ЦЕЛЬ УПРАЖНЕНИЯ –
Воспроизведите без изменений часть фрагмента об авторских эпитетах, начиная со слов «Между тем эта» и заканчивая словами «для них лопатой.».

Изменить стиль страницы

Между тем эта лубочная картинка на самом деле гораздо страшнее, чем представляется ее персонажам. Эти ворота — на тот свет, овца — должно быть, жертва, идущая на заклание, а бревно — труп, возможно, чьей-то любовницы. На такое толкование указывает образный ряд предыдущей строфы. И тогда средний род слова любовницо оказывается связанным не только с неполноценной жизнью, но и со смертью. Обозначая средним родом живое, автор перемещает его в сферу небытия.

Смысловое уплотнение речи получается и при образовании авторских эпитетов:

И я один. В моей груди
звучат цыганские молитвы.
Да семиструнные дожди
Дрожат за окнами моими.
(«Цыгане» / «Темы»[168]);
Мне не войти в Ковчег чернооких мускулатур,
ни к чему им бурнодышащий гребец в стакане,
им нужен вязальщик плотов, доильщик коз
и землекоп, чтоб рыть для них лопатой.
(«Я пишу слогом понятных гамм…» / «Флейта и прозаизмы»[169])

В первом их этих примеров метафора, объединяющая мир природы с миром музыки, образована не только на основе зрительного и звукового сходства реалий, но и на основе фонетического сходства слов струя — струна. Во втором примере алогизм сочетания прилагательного с определяемым словом обнаруживает логику на основе метонимии: мускулатура как обозначение мускулистого человека (ср. разг.: пришли какие-то лбы; в семье появился лишний рот; этот парень — голова).

Среди эпитетов встречается много двухкорневых неологизмов, которые, заменяя собой описательные обороты, демонстрируют большую степень компрессии высказывания:

Руины ширятся с ногтей,
солдаты падают в строю,
и в руконогой быстроте
один стою я и — смотрю.
(Какопакриды[170] / «Куда пошел? И где окно!»[171]);
кинжалы ломаю,
пальцы текут, липкокровны,
кинжалы все ниже,
нет, не проснусь, не прояснюсь,
кинжалы ломаю, их нету,
кинжалов,
кинжалы у сердца, четыре,
нет, не вонзайте, нет,
не бейте, и будут, и стали
всеми четырьмя, сердце стало,
сердце ломают.

ДАННЫЕ –
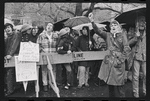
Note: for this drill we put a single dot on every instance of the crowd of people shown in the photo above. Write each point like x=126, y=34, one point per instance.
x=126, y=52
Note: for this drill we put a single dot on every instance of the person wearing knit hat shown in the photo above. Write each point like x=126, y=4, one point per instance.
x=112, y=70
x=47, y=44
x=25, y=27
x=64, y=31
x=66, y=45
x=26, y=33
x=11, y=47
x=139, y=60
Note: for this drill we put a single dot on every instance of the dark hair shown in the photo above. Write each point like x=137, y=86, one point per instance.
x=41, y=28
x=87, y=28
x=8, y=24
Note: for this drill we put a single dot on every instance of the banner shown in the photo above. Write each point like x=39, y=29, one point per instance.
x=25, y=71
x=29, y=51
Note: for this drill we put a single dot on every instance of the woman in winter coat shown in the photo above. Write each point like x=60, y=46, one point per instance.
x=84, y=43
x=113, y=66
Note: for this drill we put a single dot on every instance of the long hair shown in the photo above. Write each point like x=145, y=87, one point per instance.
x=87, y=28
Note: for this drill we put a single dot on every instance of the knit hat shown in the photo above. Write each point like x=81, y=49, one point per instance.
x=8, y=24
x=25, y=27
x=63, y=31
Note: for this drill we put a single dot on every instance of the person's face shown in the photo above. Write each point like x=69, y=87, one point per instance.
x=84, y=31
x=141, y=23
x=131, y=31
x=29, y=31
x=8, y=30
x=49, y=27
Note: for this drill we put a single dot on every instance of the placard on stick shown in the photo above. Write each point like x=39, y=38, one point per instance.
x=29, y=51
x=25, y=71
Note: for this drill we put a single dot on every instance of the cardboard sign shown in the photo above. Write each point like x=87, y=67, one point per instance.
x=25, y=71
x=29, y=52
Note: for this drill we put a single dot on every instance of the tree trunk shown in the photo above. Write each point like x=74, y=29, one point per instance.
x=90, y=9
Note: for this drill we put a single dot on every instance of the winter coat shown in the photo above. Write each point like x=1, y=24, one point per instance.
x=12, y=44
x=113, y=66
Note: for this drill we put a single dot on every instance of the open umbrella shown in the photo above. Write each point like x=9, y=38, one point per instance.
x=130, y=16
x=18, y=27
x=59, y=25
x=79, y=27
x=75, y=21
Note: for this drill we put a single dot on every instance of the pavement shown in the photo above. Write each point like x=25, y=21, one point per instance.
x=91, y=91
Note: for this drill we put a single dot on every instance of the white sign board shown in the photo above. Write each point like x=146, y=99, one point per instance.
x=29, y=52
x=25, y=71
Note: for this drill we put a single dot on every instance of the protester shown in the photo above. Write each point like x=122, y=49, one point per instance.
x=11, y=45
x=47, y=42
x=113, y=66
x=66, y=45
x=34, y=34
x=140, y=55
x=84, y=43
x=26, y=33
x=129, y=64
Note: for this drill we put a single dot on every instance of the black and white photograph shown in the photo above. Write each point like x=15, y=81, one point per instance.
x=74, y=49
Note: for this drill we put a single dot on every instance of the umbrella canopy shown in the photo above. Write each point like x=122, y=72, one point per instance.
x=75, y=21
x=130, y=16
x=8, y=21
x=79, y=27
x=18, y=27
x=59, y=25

* * *

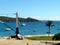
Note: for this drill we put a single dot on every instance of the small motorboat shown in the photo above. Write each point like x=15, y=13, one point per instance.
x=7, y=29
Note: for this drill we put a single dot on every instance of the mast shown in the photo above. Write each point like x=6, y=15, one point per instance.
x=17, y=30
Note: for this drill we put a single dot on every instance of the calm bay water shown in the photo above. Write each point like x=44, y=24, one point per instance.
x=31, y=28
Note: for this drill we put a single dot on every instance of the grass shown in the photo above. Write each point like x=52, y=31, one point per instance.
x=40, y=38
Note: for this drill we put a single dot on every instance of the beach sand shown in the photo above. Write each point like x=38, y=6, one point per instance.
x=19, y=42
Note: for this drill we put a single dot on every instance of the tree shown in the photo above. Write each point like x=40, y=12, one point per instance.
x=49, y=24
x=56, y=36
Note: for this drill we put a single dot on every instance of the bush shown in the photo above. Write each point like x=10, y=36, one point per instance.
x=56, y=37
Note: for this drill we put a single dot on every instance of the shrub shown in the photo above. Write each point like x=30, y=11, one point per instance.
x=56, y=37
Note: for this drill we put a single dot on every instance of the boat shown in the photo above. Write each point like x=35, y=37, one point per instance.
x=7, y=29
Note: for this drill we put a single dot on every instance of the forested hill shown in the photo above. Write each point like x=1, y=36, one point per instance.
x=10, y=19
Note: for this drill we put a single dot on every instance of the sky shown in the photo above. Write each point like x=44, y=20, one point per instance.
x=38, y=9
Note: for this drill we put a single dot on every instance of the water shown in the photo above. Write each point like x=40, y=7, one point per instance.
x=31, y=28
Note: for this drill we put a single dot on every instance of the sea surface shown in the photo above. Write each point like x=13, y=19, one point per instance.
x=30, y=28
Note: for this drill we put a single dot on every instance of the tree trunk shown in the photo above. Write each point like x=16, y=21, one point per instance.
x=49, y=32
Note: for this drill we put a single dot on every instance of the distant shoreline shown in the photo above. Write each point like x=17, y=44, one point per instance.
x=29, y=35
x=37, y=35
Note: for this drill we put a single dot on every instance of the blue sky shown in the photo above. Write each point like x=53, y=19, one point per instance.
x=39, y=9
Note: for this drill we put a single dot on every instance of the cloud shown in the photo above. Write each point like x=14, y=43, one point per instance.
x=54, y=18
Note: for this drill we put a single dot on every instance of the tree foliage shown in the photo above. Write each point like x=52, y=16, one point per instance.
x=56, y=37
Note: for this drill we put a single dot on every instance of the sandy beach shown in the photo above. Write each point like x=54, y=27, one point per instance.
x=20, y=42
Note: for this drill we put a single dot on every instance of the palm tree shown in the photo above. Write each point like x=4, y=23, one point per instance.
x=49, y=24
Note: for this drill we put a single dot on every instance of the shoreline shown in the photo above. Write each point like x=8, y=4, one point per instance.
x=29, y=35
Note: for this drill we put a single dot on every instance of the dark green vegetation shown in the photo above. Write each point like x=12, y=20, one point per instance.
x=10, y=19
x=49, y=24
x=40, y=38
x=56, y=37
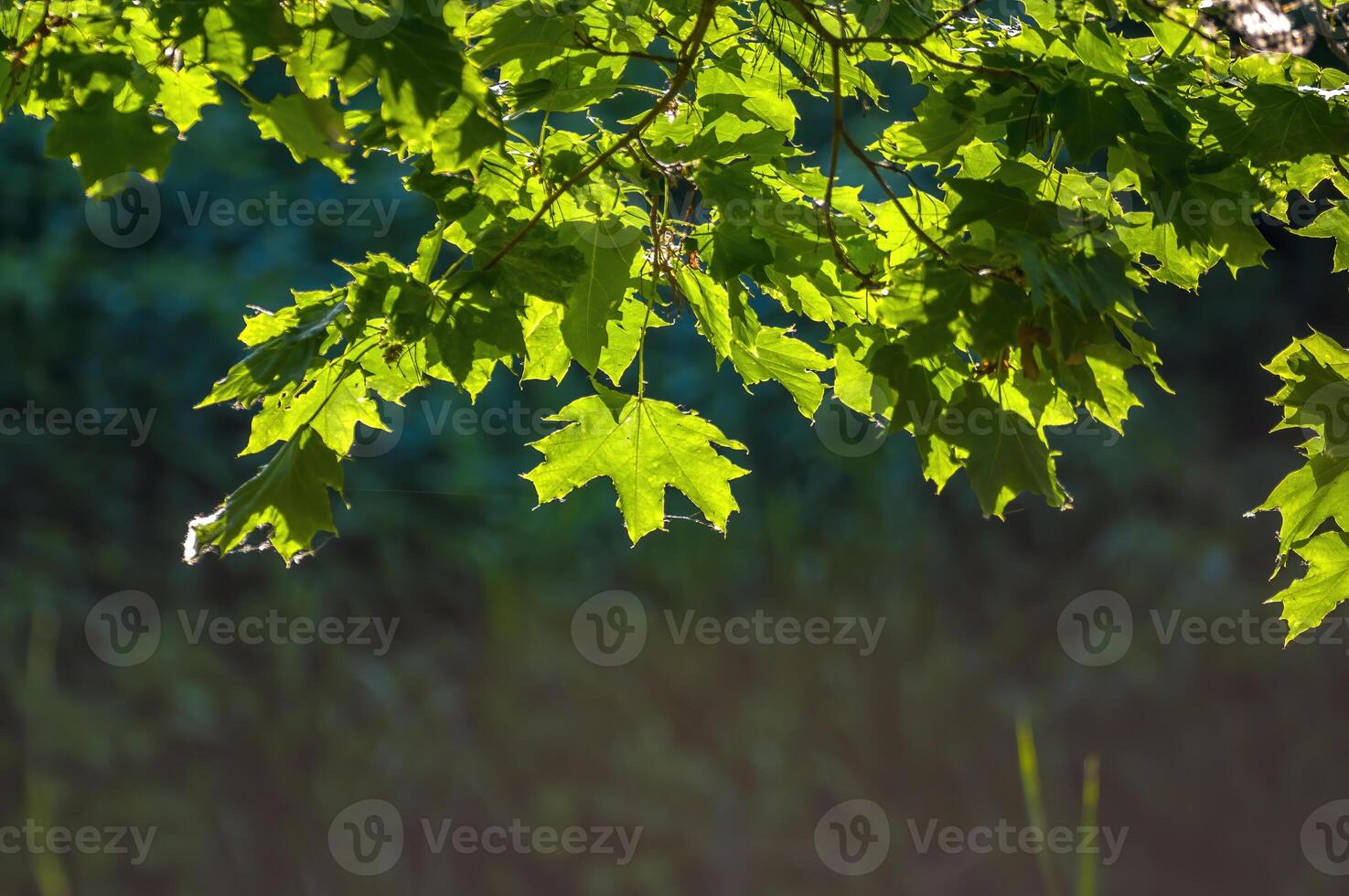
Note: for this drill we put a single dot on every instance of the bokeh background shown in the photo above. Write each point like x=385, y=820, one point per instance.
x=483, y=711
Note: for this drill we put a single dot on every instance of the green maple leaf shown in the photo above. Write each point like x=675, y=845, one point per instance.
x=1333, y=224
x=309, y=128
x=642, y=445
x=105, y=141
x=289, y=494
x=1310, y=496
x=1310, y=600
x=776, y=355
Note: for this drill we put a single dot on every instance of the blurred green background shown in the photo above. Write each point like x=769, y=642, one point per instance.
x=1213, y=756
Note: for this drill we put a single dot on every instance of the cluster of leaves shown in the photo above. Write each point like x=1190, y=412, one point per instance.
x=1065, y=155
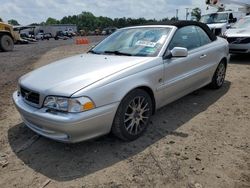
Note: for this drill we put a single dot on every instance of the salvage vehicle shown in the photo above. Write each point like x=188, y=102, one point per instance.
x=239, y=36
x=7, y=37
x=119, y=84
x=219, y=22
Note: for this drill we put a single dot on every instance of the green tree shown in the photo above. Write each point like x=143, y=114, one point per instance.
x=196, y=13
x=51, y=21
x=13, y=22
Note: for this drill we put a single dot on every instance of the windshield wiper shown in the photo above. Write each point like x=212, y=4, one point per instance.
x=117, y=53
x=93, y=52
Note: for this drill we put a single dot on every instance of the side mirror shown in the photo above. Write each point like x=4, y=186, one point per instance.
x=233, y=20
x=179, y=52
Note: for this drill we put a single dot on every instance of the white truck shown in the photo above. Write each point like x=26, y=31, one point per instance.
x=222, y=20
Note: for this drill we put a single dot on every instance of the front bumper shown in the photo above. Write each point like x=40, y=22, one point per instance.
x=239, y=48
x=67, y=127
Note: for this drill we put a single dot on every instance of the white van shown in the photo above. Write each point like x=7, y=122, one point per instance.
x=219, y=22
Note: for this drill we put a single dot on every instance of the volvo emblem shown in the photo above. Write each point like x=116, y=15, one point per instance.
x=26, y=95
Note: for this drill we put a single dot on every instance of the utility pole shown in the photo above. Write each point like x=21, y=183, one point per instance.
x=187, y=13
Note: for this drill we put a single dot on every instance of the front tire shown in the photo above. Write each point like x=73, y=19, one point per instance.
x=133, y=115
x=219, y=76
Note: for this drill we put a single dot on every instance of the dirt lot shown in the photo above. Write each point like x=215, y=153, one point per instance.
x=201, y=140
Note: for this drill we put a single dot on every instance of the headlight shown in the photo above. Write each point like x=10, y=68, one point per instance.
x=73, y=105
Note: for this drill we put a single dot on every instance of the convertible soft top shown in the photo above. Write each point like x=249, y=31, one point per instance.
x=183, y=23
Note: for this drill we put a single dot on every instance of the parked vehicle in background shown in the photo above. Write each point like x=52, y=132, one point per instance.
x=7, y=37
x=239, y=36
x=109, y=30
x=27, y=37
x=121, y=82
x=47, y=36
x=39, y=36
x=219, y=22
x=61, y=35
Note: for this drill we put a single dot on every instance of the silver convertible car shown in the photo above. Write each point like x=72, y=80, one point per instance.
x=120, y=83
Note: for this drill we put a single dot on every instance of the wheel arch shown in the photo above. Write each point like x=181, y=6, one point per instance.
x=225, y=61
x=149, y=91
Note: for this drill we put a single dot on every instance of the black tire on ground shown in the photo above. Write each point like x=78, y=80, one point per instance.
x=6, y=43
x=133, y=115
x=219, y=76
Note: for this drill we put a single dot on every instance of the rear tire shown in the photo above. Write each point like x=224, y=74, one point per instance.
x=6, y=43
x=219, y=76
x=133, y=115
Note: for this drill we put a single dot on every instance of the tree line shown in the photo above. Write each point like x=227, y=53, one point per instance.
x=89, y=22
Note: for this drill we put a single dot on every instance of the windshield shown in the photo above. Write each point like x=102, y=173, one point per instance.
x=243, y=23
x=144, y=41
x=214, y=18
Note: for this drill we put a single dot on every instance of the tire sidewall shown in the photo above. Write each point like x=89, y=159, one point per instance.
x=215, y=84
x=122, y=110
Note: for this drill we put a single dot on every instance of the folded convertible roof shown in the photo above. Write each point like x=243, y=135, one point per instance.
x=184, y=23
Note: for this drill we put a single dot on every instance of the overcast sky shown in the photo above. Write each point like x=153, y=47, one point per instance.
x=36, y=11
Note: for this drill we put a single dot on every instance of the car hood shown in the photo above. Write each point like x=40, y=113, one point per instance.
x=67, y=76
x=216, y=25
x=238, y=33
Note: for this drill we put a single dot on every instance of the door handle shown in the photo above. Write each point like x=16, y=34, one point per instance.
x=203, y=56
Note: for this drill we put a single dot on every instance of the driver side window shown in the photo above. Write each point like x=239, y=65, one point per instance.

ОЖИДАЕМЫЙ ОТВЕТ –
Между тем эта лубочная картинка на самом деле гораздо страшнее, чем представляется ее персонажам. Эти ворота — на тот свет, овца — должно быть, жертва, идущая на заклание, а бревно — труп, возможно, чьей-то любовницы. На такое толкование указывает образный ряд предыдущей строфы. И тогда средний род слова любовницо оказывается связанным не только с неполноценной жизнью, но и со смертью. Обозначая средним родом живое, автор перемещает его в сферу небытия.

Смысловое уплотнение речи получается и при образовании авторских эпитетов:

И я один. В моей груди
звучат цыганские молитвы.
Да семиструнные дожди
Дрожат за окнами моими.
(«Цыгане» / «Темы»[168]);
Мне не войти в Ковчег чернооких мускулатур,
ни к чему им бурнодышащий гребец в стакане,
им нужен вязальщик плотов, доильщик коз
и землекоп, чтоб рыть для них лопатой.